_THINGS TO DO_.
#1 According to the Viktória Mohácsi profile, which party colleague did she replace in the European Parliament, and on what date?
#2 Return the part of the Viktória Mohácsi profile starting at "The Movement for" and ending at "to the incident.", copied exactly.

_DOCUMENT SECTION_.
━━━━━━━━━━━━━━━━━━━━━━━━━━━━━━

Hungarian politician

Viktória Mohácsi (born 1 April 1975) is a Hungarian Romani politician. Between 2004 and 2009 she was a Member of the European Parliament (MEP), one of only a small caucus of Roma MEPs. She was a member of the Alliance of Free Democrats, part of the European Liberal Democrat and Reform Party. She replaced a party colleague, Gábor Demszky, on 1 December 2004. She lost her seat in the 2009 European Parliament election.

In 2008 in Rome she was granted the "Premio Minerva" for her activity in defense of human rights of Roma.
On 21 October, Mohácsi, who has taken the lead in documenting violence toward the Roma in Hungary, received Human Rights First's 2010 annual award in New York.

The Movement for Desegregation Foundation led by the former European Parliament Member Viktória Mohácsi, the leading domestic monitor of anti-Roma attacks and hate crimes documented 68 attacks, of which 12 lead to death between January 2008 and June 2010. In one of those attacks, in Tatarszentgyorgy, a man and his 5-year-old son were fatally shot as they fled from their burning house. The local police recorded that the man and the child had died from smoke inhalation, but under pressure from Mohácsi the case was reopened leading to the arrest of the neo-Nazi perpetrators. Two police officers were disciplined internally in relation to the incident.

━━━━━━━━━━━━━━━━━━━━━━━━━━━━━━

_DATA EXCERPT_.
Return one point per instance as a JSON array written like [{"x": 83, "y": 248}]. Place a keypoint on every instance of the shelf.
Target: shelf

━━━━━━━━━━━━━━━━━━━━━━━━━━━━━━

_NUMBERED RESPONSES_.
#1 Gábor Demszky, on 1 December 2004.

#2
The Movement for Desegregation Foundation led by the former European Parliament Member Viktória Mohácsi, the leading domestic monitor of anti-Roma attacks and hate crimes documented 68 attacks, of which 12 lead to death between January 2008 and June 2010. In one of those attacks, in Tatarszentgyorgy, a man and his 5-year-old son were fatally shot as they fled from their burning house. The local police recorded that the man and the child had died from smoke inhalation, but under pressure from Mohácsi the case was reopened leading to the arrest of the neo-Nazi perpetrators. Two police officers were disciplined internally in relation to the incident.